▶ [Extrait à lire]:
►

Cette opposition entre culture et nature laisse la culture sans aucun fondement objectif, en proie à l'arbitraire et au pouvoir. On l'observe très clairement dans les tentatives actuelles pour présenter les unions de fait, y compris les unions homosexuelles, comme équivalant au mariage, dont on nie précisément le caractère naturel.

Cette conception purement empirique de la nature empêche radicalement de comprendre que le corps humain n'est pas quelque chose d'extrinsèque à la personne, mais qu'il constitue en même temps que l'âme spirituelle et immortelle un principe intrinsèque de cet être unitaire qu'est la personne humaine. C'est ce que j'ai montré dans l'Encyclique Veritatis splendor (VS 46-50), où j'ai souligné l'importance morale de cette doctrine, si importante pour le mariage et la famille. En effet, on peut facilement chercher en de faux spiritualismes une validation présumée de ce qui est contraire à la réalité spirituelle du lien conjugal.


4. Quand l'Eglise enseigne que le mariage est une réalité naturelle, elle propose une vérité mise en évidence par la raison pour le bien des conjoints et de la société, et confirmée par la révélation de notre Seigneur, qui met explicitement en lien étroit l'union conjugale avec le "commencement" (Mt 19,4-8), dont parle le Livre de la Genèse: "Homme et femme il les créa" (Gn 1,27), et "Ils deviendront une seule chair" (Gn 2,24).

Mais le fait que le donné naturel soit confirmé avec autorité et élevé au rang de sacrement par notre Seigneur ne justifie absolument pas la tendance, malheureusement largement répandue aujourd'hui, à idéologiser la notion de mariage - nature, propriétés essentielles et finalités -, en revendiquant une conception de la validité différente selon que l'on est croyant ou non croyant, catholique ou non catholique, comme si le sacrement était une réalité successive et extrinsèque au donné naturel, et non pas le donné naturel lui-même mis en évidence par la raison, assumé et élevé par le Christ comme signe et moyen de salut.

Le mariage n'est pas une quelconque union entre personnes humaines, susceptible d'être représentée par une pluralité de modèles culturels. L'homme et la femme trouvent en eux-mêmes la disposition naturelle à s'unir conjugalement. Or le mariage, comme le précise bien saint Thomas, est naturel non pas parce qu'il est "causé par la nécessité des principes naturels", mais bien en tant qu'il est une réalité "vers laquelle incline la nature, mais qui est accomplie au moyen du libre arbitre" (Somme théologique, Suppl., q. 41, art. 1, in c). Il est donc totalement erroné de mettre quelque opposition entre nature et liberté, entre nature et culture.

Lorsqu'on examine la réalité historique et actuelle de la famille, on tend souvent à mettre l'accent sur les différences, pour relativiser l'existence même d'un dessein naturel sur l'union entre l'homme et la femme. Il apparaît au contraire plus réaliste de constater que, au milieu des difficultés, des limites et des déviations, est toujours présente chez l'homme et la femme une inclination profonde de leur être, qui n'est pas le fruit de leur imagination, et qui, en ses traits fondamentaux, transcende largement les diversités historico- culturelles.

◄

▶ [Exercice proposé 1]:
Résumez l'extrait en deux phrases.
▶ [Exercice proposé 2]:
Citez tout le passage de l'extrait, depuis « Le mariage n'est » jusqu'à « nature et culture. ».
Les lignes ci-après forment un matériau à part, indépendant de l'extrait.

▶ [Lignes répertoriées]:

►

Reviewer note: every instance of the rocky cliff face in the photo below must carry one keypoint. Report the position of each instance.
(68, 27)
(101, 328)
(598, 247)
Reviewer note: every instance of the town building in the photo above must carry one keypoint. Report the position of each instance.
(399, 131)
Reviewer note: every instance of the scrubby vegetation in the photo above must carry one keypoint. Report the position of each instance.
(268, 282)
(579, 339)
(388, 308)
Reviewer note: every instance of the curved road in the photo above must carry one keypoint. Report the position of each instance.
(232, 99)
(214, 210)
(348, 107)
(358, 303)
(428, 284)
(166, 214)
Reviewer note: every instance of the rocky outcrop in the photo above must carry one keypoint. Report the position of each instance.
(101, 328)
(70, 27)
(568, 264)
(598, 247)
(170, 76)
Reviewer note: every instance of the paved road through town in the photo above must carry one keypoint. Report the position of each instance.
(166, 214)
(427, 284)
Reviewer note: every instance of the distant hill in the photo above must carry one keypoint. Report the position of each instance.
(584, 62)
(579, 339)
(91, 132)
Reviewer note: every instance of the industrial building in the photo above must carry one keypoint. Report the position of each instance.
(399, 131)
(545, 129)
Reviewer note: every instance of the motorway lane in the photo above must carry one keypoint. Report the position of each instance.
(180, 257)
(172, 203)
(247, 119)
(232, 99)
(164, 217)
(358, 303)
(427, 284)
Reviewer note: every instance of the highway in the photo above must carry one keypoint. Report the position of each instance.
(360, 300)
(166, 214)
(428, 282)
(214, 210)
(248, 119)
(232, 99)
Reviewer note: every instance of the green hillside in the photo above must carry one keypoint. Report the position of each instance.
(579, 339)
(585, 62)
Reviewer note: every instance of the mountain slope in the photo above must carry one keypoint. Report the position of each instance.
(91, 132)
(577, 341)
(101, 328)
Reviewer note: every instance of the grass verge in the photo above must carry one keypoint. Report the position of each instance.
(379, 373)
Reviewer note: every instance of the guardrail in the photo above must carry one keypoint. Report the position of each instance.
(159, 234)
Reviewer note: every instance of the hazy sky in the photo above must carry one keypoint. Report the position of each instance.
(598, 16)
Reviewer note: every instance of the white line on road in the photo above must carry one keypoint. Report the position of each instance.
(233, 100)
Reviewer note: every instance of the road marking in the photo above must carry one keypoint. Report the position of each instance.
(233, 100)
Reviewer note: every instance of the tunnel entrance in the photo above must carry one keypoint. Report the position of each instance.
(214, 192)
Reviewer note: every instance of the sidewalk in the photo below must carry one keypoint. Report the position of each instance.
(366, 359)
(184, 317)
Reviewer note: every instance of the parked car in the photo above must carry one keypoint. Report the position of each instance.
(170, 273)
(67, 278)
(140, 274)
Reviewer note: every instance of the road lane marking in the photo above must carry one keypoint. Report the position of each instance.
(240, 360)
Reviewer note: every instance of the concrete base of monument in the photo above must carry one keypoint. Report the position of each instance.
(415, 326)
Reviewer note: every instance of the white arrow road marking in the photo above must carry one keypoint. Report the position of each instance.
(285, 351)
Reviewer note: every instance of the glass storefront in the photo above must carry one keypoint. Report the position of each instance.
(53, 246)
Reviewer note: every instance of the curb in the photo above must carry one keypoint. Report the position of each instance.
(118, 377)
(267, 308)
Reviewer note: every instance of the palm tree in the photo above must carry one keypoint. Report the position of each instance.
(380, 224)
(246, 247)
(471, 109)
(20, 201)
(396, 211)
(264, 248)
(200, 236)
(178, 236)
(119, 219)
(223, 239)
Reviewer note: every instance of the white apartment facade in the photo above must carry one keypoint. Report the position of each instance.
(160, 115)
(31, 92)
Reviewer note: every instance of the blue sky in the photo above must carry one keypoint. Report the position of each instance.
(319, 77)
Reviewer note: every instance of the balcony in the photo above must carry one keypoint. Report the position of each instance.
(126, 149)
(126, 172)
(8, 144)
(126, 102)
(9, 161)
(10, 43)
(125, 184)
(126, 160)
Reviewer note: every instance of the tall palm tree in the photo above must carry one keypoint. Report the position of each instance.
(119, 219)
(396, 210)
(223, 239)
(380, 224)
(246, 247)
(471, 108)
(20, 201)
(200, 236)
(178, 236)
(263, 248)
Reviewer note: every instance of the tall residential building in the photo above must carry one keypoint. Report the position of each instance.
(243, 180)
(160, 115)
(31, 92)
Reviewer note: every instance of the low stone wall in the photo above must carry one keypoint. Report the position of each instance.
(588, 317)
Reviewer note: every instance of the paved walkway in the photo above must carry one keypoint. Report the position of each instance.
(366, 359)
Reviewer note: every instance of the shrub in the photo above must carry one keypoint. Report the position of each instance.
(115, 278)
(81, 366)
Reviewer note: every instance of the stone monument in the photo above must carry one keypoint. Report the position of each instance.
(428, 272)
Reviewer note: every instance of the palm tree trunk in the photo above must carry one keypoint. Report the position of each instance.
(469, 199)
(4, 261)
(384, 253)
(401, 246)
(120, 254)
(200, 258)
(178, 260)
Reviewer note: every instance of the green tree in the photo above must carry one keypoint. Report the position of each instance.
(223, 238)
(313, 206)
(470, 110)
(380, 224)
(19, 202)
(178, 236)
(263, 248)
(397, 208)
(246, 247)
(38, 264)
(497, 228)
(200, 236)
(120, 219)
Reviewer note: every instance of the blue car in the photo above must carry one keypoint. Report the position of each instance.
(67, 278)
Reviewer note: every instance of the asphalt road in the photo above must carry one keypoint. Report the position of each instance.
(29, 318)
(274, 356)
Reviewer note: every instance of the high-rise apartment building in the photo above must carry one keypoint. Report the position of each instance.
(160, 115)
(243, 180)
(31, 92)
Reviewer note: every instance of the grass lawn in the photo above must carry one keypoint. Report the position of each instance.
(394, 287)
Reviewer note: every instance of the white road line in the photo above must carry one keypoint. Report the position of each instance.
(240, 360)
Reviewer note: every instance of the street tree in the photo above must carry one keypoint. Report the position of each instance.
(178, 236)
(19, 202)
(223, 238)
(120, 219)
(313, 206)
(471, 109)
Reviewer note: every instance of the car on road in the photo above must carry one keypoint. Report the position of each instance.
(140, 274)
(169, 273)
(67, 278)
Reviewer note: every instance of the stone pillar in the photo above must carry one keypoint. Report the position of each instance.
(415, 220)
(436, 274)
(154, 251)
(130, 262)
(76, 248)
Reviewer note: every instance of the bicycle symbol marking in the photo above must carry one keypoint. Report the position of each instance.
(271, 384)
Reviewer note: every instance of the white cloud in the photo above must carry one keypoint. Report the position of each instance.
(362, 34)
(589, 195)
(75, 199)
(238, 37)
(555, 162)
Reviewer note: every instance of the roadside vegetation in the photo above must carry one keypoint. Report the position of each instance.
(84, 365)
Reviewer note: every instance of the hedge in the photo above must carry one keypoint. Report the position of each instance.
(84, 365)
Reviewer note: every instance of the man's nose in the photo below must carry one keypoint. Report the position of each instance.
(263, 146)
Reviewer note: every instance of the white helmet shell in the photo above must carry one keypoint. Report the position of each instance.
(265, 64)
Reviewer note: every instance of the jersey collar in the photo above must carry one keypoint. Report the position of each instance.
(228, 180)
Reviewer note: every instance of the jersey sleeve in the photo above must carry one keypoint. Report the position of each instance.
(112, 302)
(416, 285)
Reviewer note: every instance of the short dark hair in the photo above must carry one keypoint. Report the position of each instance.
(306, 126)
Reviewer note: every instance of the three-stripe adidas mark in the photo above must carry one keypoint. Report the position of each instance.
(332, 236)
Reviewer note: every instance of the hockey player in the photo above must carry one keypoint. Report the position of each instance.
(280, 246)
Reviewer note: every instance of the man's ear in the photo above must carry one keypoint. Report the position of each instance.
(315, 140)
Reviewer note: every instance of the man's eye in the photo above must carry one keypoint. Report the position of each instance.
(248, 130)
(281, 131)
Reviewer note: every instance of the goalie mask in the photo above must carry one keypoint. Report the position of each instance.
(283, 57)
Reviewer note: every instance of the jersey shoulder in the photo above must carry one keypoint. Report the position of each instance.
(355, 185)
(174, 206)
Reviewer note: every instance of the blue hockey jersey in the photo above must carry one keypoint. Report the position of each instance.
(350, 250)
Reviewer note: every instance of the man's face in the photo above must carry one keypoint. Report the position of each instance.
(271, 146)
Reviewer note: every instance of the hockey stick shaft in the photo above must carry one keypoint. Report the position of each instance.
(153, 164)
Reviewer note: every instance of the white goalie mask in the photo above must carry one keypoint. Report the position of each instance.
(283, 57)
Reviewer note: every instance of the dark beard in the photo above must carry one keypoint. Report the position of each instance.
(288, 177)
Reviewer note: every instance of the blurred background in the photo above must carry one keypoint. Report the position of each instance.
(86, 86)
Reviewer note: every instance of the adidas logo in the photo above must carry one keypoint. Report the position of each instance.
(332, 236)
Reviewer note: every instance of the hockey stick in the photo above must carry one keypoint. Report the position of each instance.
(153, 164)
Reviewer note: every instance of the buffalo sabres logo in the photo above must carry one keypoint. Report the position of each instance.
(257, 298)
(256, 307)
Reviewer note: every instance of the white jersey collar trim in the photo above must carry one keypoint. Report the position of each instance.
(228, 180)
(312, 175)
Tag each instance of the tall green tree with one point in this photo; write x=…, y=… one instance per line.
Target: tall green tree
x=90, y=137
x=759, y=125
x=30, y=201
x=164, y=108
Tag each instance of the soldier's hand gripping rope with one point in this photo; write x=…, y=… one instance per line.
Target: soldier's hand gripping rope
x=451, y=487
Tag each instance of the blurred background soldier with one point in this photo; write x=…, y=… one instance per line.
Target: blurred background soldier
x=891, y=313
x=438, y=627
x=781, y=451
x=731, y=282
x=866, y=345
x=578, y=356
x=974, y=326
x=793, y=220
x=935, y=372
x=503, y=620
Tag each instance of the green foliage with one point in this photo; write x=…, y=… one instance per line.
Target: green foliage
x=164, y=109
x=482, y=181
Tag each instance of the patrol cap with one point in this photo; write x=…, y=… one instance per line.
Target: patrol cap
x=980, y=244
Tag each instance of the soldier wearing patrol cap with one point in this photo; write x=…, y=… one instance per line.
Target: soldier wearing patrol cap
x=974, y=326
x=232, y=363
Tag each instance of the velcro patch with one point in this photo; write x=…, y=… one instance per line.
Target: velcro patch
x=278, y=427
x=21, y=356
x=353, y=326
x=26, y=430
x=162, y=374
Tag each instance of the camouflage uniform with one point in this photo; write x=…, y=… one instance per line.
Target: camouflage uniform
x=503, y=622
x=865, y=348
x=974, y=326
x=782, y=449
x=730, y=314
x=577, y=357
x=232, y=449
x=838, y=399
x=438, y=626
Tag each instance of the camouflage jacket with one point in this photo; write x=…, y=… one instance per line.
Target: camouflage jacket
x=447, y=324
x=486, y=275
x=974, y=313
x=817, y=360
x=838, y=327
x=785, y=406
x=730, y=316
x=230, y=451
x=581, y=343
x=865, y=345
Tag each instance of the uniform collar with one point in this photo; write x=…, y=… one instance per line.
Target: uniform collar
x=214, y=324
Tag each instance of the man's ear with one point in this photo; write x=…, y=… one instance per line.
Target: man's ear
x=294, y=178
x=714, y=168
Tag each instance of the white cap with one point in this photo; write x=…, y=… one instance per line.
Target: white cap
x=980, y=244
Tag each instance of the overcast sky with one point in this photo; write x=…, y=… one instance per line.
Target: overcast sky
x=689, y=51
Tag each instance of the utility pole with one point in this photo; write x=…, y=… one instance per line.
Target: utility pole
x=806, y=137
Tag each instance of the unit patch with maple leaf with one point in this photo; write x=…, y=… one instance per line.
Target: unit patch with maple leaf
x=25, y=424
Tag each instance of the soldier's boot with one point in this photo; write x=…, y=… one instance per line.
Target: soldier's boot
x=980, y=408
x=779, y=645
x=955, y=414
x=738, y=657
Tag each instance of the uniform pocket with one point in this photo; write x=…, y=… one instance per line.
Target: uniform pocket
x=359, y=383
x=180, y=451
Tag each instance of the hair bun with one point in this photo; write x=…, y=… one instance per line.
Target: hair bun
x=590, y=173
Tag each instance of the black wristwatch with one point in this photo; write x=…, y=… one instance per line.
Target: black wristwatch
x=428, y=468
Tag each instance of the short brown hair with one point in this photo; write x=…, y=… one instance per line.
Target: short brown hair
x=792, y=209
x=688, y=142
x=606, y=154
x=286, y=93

◄

▶ [Réponse attendue 1]:
L'extrait affirme que le mariage est une réalité naturelle, mise en évidence par la raison et confirmée par la révélation, que le Christ a élevée au rang de sacrement sans en faire une réalité extrinsèque au donné naturel. Il juge totalement erroné d'opposer nature et liberté ou nature et culture, car l'homme et la femme portent une inclination profonde à s'unir qui transcende largement les diversités historico-culturelles.

▶ [Réponse attendue 2]:
Le mariage n'est pas une quelconque union entre personnes humaines, susceptible d'être représentée par une pluralité de modèles culturels. L'homme et la femme trouvent en eux-mêmes la disposition naturelle à s'unir conjugalement. Or le mariage, comme le précise bien saint Thomas, est naturel non pas parce qu'il est "causé par la nécessité des principes naturels", mais bien en tant qu'il est une réalité "vers laquelle incline la nature, mais qui est accomplie au moyen du libre arbitre" (Somme théologique, Suppl., q. 41, art. 1, in c). Il est donc totalement erroné de mettre quelque opposition entre nature et liberté, entre nature et culture.